Location labeling records:
□ □ □

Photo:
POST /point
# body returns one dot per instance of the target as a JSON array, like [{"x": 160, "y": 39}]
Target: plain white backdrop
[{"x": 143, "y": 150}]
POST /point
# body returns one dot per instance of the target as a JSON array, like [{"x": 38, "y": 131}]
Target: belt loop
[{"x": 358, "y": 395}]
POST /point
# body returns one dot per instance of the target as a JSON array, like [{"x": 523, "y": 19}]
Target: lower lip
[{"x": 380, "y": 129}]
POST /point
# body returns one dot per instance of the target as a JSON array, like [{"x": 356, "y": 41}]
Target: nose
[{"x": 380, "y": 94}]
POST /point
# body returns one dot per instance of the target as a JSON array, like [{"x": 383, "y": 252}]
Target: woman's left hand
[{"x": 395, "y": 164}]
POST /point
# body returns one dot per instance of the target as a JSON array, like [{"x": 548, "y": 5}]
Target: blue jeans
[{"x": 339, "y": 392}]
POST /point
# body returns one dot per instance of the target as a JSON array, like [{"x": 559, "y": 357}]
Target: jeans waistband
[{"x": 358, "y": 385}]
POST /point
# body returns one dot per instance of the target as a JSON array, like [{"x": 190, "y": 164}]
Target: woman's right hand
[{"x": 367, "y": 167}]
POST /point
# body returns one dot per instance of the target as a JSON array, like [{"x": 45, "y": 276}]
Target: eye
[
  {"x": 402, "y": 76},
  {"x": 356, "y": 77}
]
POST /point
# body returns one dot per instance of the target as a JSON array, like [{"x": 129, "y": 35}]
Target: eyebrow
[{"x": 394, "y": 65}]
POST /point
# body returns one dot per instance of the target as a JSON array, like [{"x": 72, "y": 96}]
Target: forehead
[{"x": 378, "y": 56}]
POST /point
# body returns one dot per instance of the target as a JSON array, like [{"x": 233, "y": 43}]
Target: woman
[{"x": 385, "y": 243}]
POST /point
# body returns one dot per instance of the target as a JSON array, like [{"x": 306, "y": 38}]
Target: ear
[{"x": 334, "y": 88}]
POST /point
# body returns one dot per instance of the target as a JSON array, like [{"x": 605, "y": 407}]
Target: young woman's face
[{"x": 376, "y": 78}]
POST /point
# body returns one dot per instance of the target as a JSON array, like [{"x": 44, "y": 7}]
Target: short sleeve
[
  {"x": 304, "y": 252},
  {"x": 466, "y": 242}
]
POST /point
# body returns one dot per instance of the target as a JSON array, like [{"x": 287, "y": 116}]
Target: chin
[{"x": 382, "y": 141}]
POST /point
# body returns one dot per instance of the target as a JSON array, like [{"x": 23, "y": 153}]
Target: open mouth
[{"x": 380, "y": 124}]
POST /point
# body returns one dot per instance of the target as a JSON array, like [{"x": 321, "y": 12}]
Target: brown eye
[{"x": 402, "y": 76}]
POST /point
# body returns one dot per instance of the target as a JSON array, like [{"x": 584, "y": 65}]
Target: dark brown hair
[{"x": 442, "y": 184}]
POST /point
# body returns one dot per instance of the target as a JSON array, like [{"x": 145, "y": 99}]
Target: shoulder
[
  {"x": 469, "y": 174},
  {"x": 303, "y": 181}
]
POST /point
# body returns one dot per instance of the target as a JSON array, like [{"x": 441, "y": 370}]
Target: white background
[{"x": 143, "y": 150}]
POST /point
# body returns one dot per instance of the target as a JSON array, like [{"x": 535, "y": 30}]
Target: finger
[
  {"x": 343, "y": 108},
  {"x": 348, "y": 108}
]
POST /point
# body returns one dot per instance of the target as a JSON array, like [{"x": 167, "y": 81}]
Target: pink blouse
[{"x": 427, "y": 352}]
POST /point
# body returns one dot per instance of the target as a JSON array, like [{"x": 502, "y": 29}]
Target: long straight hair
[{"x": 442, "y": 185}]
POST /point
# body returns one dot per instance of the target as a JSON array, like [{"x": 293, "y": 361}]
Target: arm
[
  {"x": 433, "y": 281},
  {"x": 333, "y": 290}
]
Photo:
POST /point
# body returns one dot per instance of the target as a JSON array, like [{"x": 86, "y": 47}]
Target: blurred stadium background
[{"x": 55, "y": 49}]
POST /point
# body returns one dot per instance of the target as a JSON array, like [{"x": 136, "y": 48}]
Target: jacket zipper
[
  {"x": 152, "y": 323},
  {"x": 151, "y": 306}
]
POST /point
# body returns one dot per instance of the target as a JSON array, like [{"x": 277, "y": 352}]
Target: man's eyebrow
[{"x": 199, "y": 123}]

□ □ □

• [Task brief] Write out every line from the records above, word for word.

• [Answer for the task]
Photo:
POST /point
# body returns one dot per instance of the target as a JSON array, like [{"x": 160, "y": 39}]
Target: plain white backdrop
[{"x": 143, "y": 150}]
POST /point
# body returns one dot per instance of the target as a JSON array, like [{"x": 38, "y": 131}]
Target: belt loop
[{"x": 358, "y": 395}]
POST /point
# body returns one dot per instance of the target as a JSON array, like [{"x": 523, "y": 19}]
Target: lower lip
[{"x": 380, "y": 129}]
POST /point
# body returns one dot per instance of the target as a JSON array, like [{"x": 356, "y": 41}]
Target: nose
[{"x": 380, "y": 94}]
POST /point
# body returns one dot per instance of the target as a JSON array, like [{"x": 383, "y": 252}]
Target: woman's left hand
[{"x": 395, "y": 164}]
POST /point
# body returns one dot per instance of the target as a JSON array, like [{"x": 548, "y": 5}]
Target: blue jeans
[{"x": 339, "y": 392}]
POST /point
# body returns one dot per instance of the target as a JSON array, like [{"x": 559, "y": 357}]
Target: jeans waistband
[{"x": 358, "y": 385}]
POST /point
# body returns one dot per instance of the target as a JSON array, like [{"x": 190, "y": 164}]
Target: woman's right hand
[{"x": 367, "y": 167}]
POST /point
# body returns one dot per instance of the target as a JSON array, like [{"x": 45, "y": 276}]
Target: eye
[
  {"x": 402, "y": 76},
  {"x": 356, "y": 77}
]
POST /point
# body returns one dot per instance of the target as a JSON array, like [{"x": 129, "y": 35}]
Target: eyebrow
[{"x": 394, "y": 65}]
POST /point
# body returns one dot per instance of the target as a JSON array, like [{"x": 72, "y": 96}]
Target: forehead
[{"x": 378, "y": 56}]
POST /point
# body returns one dot per instance of the target as a JSON array, like [{"x": 233, "y": 43}]
Target: woman
[{"x": 385, "y": 243}]
POST /point
# body returns one dot per instance of the target as a JSON array, like [{"x": 306, "y": 38}]
Target: ear
[{"x": 334, "y": 88}]
POST /point
# body returns one dot per instance of the target as a JSON array, like [{"x": 605, "y": 407}]
Target: young woman's face
[{"x": 376, "y": 78}]
POST /point
# body returns one dot per instance of the target as a JSON array, like [{"x": 44, "y": 7}]
Target: short sleeve
[
  {"x": 304, "y": 252},
  {"x": 466, "y": 242}
]
POST /point
# body returns one dot per instance of the target as a JSON array, like [{"x": 287, "y": 116}]
Target: chin
[{"x": 382, "y": 141}]
POST /point
# body returns one dot per instance of the target as a JSON array, like [{"x": 23, "y": 153}]
Target: open mouth
[{"x": 380, "y": 124}]
POST /point
# body returns one dot per instance of the target as a JSON array, like [{"x": 321, "y": 12}]
Target: brown eye
[{"x": 402, "y": 76}]
POST /point
# body returns one dot per instance of the target as a JSON array, like [{"x": 584, "y": 65}]
Target: dark brown hair
[{"x": 442, "y": 184}]
POST /point
# body returns one dot per instance of the target as a JSON array, like [{"x": 145, "y": 99}]
Target: shoulder
[
  {"x": 469, "y": 174},
  {"x": 303, "y": 181}
]
POST /point
# body returns one dot per instance of the target as a JSON array, like [{"x": 441, "y": 370}]
Target: white background
[{"x": 143, "y": 150}]
POST /point
# body returns one dot per instance of the target as a JSON array, like [{"x": 535, "y": 30}]
Target: finger
[
  {"x": 343, "y": 108},
  {"x": 348, "y": 108}
]
POST /point
# body returns one dot per instance of the target as a JSON array, like [{"x": 167, "y": 81}]
Target: pink blouse
[{"x": 427, "y": 352}]
POST /point
# body returns one dot per instance of the target as a JSON array, like [{"x": 502, "y": 29}]
Target: long straight hair
[{"x": 442, "y": 185}]
POST /point
# body returns one dot per instance of the target as a JSON array, like [{"x": 293, "y": 361}]
Target: arm
[
  {"x": 433, "y": 281},
  {"x": 333, "y": 290}
]
Photo:
POST /point
# body returns one dot per instance of the target as a JSON array, like [{"x": 86, "y": 47}]
Target: blurred stadium background
[{"x": 55, "y": 49}]
POST /point
# body returns one dot per instance of the target as a JSON array, like [{"x": 136, "y": 48}]
Target: jacket zipper
[
  {"x": 152, "y": 323},
  {"x": 151, "y": 306}
]
POST /point
# body returns one dot per instance of the target as a JSON array, like [{"x": 277, "y": 352}]
Target: man's eyebrow
[{"x": 199, "y": 123}]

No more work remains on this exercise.